→ **What this task involves**
From the first line to the last, give the listing again exactly.

→ **Given information**
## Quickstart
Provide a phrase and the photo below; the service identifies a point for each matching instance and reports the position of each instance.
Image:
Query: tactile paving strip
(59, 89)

→ **Your response**
## Quickstart
Provide a phrase and the photo below; the service identifies a point for each matching instance and reports the position of each instance.
Image:
Query: tactile paving strip
(59, 89)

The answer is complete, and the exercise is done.